Consignes
1: Résumez en deux phrases le texte sur Jacques Monsieur, s'il vous plaît.
2: Relevez toutes les années écrites en quatre chiffres dans le texte sur Jacques Monsieur.
3: Poursuivez le texte sur Jacques Monsieur à la suite de sa dernière phrase.

Texte fourni
Le trafiquant d'armes belge, Jacques Monsieur, a été arrêté le 28 août à New York, alors qu'il tentait d'acheter des moteurs et pièces pour avions F-5 et C-130 pour le compte de l'Iran. Paradoxe, il y a près d'un quart de siècle, l'individu attirait, pour la première fois, l'attention de la Justice en étant un des maillons de l' Irangate , cette opération clandestine d'armement de l'Iran par l'administration Reagan. Les bénéfices des ventes à Téhéran, alors en guerre contre l'Irak, servaient à financer et armer la Contra, une rébellion en lutte contre le gouvernement progressiste du Nicaragua. Mais, à l'époque, Monsieur agissait avec la bénédiction de Washington et en étroite collaboration avec le Mossad, les services secrets israéliens.
Ancien militaire, proche du SDRA, les services de renseignement de l'armée belge, celui qu'on surnomme "le Maréchal" a vécu littéralement à l'ombre de l'OTAN pendant une partie de sa carrière, puisqu'il avait installé, au début des années '90, les bureaux de sa société Matimco juste en face du siège d'Evere de cette organisation. Quelques années plus tôt, à partir de 1988, il aurait d'ailleurs servi d'intermédiaire entre l'OTAN et les nouvelles autorités anticommunistes au pouvoir en Pologne, afin de permettre à celles-ci de déjouer les écoutes soviétiques. Lors du démantèlement sanglant de la Yougoslavie, l'OTAN – qui était chargée de la surveillance de l'embargo sur les armes – aurait sciemment facilité les livraisons d'armes iraniennes à destination des forces croates et bosniaques, négociées par Monsieur, en ignorant ces violations de l'embargo.
Beaucoup d'eau sous les ponts a coulé depuis ce temps où les services de renseignement occidentaux faisaient appel au « Maréchal » pour équiper discrètement leurs alliés – gouvernements ou rebelles – en difficulté lors de guerres sur quatre continents. Après la fin de la guerre froide, puis celle d'ex-Yougoslavie, l'homme est devenu de moins indispensable à la diplomatie occulte des grands intérêts occidentaux. A la fin des années '90, il devient même gênant lorsqu'il tente de faire chanter Elf-Aquitaine pour obtenir le paiement de matériel lourd livré à une des factions de la guerre du Congo-Brazzaville de 1997. Inculpé en France, il prend la poudre d'escampette et se réfugie, en 2000, en Iran où, depuis l'Irangate , il entretient d'étroites relations avec les dirigeants dits « réformistes » de la Révolution islamique. C'est notamment grâce à lui que Téhéran a pu alimenter par des milliers de tonnes d'armes de nombreux conflits de la décennie qui s'écoule, en premier lieu ceux des Balkans.

Données
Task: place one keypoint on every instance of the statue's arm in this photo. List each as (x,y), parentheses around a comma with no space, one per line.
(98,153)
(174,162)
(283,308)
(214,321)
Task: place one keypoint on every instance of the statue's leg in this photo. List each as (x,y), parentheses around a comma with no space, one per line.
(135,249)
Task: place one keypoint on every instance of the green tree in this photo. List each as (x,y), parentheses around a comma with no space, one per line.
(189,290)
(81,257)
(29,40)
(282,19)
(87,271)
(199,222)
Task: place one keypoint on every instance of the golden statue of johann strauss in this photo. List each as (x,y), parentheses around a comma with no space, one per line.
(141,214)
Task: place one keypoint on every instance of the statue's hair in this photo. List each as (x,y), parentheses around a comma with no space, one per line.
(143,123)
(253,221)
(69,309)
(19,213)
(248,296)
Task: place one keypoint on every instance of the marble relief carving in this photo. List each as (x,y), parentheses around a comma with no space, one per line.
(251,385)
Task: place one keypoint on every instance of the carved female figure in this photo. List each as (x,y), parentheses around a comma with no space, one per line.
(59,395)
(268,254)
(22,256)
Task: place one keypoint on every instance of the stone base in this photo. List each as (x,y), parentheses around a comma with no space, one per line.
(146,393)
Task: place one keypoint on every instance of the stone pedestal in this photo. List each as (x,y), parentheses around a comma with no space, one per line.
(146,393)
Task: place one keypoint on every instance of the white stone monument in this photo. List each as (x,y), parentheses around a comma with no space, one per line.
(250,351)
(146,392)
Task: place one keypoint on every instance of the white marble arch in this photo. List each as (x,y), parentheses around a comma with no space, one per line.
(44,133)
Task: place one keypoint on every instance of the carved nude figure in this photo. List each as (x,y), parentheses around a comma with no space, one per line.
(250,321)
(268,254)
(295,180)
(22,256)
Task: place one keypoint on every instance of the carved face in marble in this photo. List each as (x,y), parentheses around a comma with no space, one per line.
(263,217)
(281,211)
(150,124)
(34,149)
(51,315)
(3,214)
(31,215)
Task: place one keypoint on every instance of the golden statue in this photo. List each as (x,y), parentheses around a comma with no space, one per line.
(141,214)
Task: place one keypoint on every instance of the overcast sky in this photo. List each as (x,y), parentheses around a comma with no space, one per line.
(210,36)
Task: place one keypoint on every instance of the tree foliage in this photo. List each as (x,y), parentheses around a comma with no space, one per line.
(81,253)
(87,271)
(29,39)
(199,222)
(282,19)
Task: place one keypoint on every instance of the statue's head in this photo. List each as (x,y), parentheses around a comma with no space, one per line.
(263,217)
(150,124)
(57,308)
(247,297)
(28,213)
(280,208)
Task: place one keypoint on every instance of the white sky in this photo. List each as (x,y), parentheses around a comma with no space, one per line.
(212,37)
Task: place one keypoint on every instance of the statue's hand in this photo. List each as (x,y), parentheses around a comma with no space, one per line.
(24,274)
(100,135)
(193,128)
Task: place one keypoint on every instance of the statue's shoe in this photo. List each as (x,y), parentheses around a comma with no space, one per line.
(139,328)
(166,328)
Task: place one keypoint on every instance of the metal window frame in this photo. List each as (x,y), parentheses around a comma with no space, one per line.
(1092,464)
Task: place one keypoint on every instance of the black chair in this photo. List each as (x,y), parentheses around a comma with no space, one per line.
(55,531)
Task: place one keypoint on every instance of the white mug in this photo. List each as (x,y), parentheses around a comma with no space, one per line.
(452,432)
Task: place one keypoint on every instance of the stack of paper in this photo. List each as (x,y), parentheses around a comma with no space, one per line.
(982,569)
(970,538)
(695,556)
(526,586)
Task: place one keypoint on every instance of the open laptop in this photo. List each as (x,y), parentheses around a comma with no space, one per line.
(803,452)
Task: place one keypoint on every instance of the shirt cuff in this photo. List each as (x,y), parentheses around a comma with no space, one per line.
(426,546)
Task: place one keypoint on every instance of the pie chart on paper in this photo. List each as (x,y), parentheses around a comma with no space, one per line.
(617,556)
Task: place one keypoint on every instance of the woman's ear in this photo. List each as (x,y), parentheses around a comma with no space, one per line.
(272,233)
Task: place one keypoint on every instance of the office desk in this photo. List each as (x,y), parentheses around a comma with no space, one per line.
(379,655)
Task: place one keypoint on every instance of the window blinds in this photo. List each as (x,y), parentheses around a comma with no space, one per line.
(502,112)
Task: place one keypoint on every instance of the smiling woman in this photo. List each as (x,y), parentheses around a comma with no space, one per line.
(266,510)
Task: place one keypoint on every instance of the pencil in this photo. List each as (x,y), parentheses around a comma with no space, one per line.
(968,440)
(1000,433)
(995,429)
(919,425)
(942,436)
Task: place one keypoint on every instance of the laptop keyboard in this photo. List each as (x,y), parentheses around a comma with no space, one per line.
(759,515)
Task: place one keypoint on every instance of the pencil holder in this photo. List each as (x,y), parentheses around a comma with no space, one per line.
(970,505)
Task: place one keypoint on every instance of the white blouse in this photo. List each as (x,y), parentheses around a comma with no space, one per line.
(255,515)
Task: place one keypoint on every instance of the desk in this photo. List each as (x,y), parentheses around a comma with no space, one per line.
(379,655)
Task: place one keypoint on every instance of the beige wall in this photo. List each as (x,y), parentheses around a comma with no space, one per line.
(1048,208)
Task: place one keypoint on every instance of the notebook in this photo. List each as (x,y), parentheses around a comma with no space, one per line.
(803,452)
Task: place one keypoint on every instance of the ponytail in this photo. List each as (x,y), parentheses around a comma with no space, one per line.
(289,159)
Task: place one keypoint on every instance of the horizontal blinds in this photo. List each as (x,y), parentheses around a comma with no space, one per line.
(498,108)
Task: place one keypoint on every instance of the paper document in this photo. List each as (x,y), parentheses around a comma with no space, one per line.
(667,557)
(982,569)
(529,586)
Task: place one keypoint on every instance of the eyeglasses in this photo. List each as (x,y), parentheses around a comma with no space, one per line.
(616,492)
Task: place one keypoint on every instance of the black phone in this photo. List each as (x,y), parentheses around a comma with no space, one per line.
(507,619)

Réponses
1: Le trafiquant d'armes belge Jacques Monsieur, surnommé « le Maréchal », a été arrêté le 28 août à New York alors qu'il tentait d'acheter des moteurs et pièces d'avions pour le compte de l'Iran, lui qui avait autrefois agi avec la bénédiction de Washington lors de l'Irangate. Devenu moins indispensable après la guerre froide, puis gênant lorsqu'il a tenté de faire chanter Elf-Aquitaine, il a été inculpé en France et s'est réfugié en Iran en 2000.

2: 1988, 1997, 2000

3:
Cependant, pour d'obscures raisons, officiellement sous l'accusation d'« espionnage », Monsieur est jeté en prison, puis condamné à dix ans de détention par la justice iranienne. Il passera près de 18 mois sous les barreaux, avant que sa peine soit commuée en paiement d'une amende de $400.000. Expulsé, il se retrouve peu après en Belgique où, à l'issue d'un procès rapidement expédié et à huis clos, il écope en décembre 2002 d'une peine de 40 mois de prison, assortie d'un sursis pour ce qui excède la préventive. Libéré donc après l'audience, il lui reste à s'expliquer devant la justice française qui, toujours à huis clos, le condamne en mai 2008 à 4 ans de prison, toujours avec sursis. Précisons que les justices des deux pays s'étaient partagées le dossier en fonction du pays de résidence de l'intéressé (qui a quitté le Brabant wallon pour le Berry vers 1993).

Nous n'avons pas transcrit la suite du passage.